Instruction: Please rewrite all of the rows below with each "vertex pairs" replaced by "coordinate pairs" and everything else unchanged. Leave the pictures out of your answer.

Stored data entries
----------
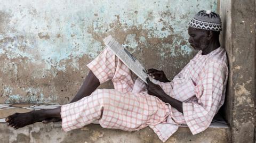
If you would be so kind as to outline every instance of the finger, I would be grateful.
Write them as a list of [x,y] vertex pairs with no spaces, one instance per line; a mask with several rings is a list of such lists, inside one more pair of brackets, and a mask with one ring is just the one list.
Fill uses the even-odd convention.
[[150,72],[152,72],[155,71],[156,70],[154,69],[150,69],[148,70],[148,73],[150,73]]
[[49,122],[49,120],[43,120],[42,121],[42,122],[44,124],[47,124]]

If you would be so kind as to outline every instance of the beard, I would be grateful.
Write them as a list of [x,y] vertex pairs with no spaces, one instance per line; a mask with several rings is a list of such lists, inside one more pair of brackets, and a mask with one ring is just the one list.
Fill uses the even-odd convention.
[[206,39],[206,37],[202,37],[199,41],[199,45],[197,47],[199,49],[203,51],[209,45],[210,41]]

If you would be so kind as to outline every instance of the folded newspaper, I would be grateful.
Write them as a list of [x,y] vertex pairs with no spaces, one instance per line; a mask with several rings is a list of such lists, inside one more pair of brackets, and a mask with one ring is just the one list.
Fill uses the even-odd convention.
[[137,76],[147,83],[146,79],[154,83],[156,80],[147,73],[146,69],[141,64],[118,42],[114,39],[111,35],[103,39],[104,43]]

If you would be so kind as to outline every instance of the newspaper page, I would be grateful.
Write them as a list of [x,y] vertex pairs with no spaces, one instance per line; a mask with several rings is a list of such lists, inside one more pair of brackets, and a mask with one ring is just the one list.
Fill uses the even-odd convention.
[[147,73],[147,70],[141,64],[118,42],[108,36],[103,39],[104,43],[137,76],[147,83],[146,79],[149,78],[153,82],[155,80]]

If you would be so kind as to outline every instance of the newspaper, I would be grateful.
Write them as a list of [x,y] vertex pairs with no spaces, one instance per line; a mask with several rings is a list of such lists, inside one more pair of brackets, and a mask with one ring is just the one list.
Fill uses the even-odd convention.
[[155,80],[147,74],[146,69],[141,64],[111,35],[103,39],[104,43],[137,76],[147,83],[147,78],[153,82]]

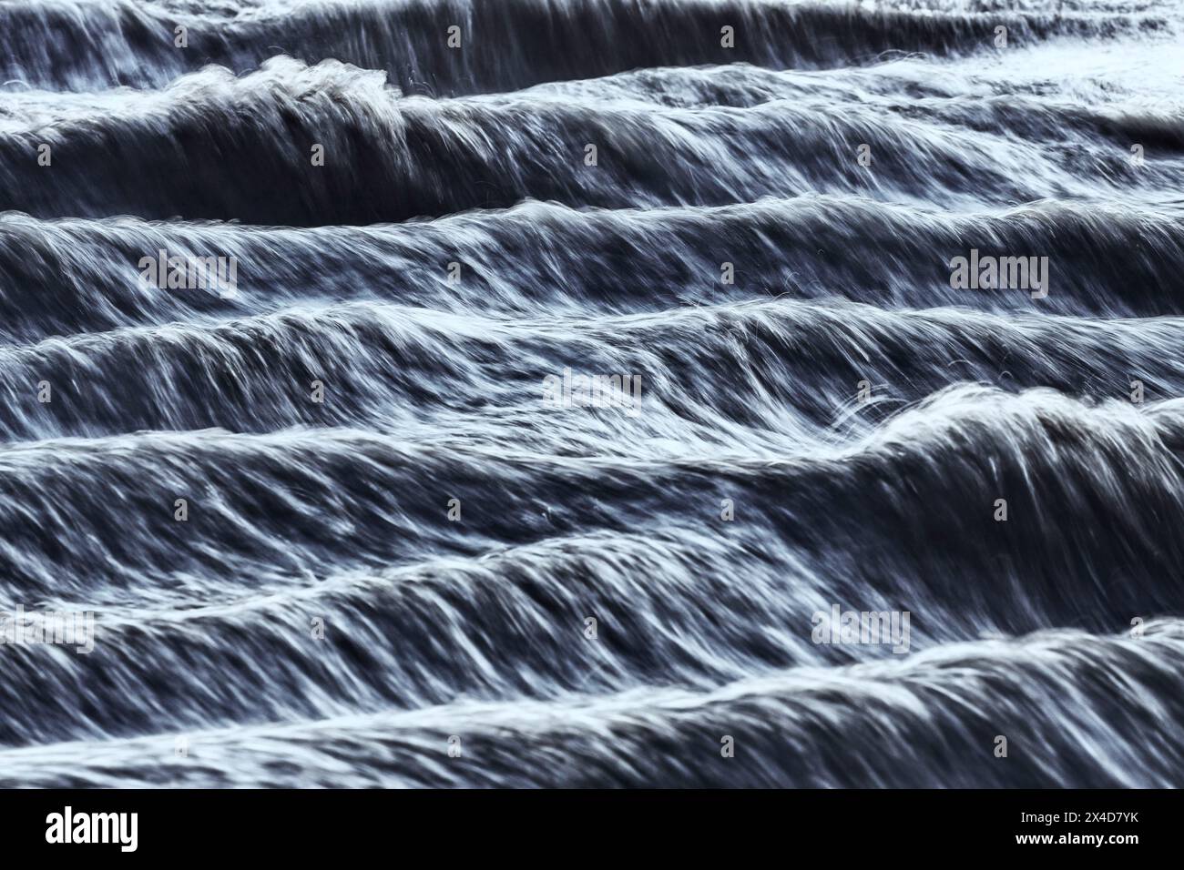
----------
Reply:
If you would be so kind as to outline every instance of the finger, I would be grateful.
Write them as a list of [x,y] coordinate pairs with no spaces, one instance per line; a mask with several rings is a list of such lists, inside one more pair of brackets, and a mask with one ring is just the one list.
Fill uses the even-odd convention.
[[150,72],[152,72],[155,71],[156,70],[154,69],[150,69],[148,70],[148,73],[150,73]]
[[49,122],[49,120],[43,120],[42,121],[42,122],[44,124],[47,124]]

If you would be so kind as to outline every instance of the beard, I would be grateful.
Write them as a list of [x,y] coordinate pairs with no spaces, one instance per line; a mask with several rings is a list of such lists, inside one more pair of brackets, and a mask with one ring is just the one list.
Fill uses the even-odd convention.
[[206,39],[206,37],[202,37],[199,41],[199,45],[197,47],[199,49],[203,51],[209,45],[210,41]]

If you would be so kind as to outline every instance of the folded newspaper, I would be grateful.
Write them as a list of [x,y] coordinate pairs with no spaces, one instance per line; a mask with several rings is a list of such lists, inside one more pair of brackets, and a mask with one ring is just the one list.
Fill uses the even-odd convention.
[[137,76],[147,83],[146,79],[154,83],[156,80],[147,73],[146,69],[141,64],[118,42],[114,39],[111,35],[103,39],[104,43]]

If you would be so kind as to outline every instance of the newspaper page, I would be grateful.
Write them as a list of [x,y] coordinate pairs with no spaces, one instance per line; a mask with several rings is a list of such lists, inside one more pair of brackets, and a mask with one ring is just the one list.
Fill uses the even-odd convention.
[[147,73],[147,70],[141,64],[118,42],[108,36],[103,39],[104,43],[137,76],[147,83],[146,79],[149,78],[153,82],[155,80]]

If you would be so kind as to outline every instance of the newspaper, I would be grateful.
Write them as a list of [x,y] coordinate pairs with no spaces, one instance per line; a mask with several rings is a list of such lists, inside one more pair of brackets, and a mask with one ring is just the one list.
Fill uses the even-odd convention.
[[155,80],[147,74],[146,69],[141,64],[111,35],[103,39],[104,43],[137,76],[147,83],[147,78],[153,82]]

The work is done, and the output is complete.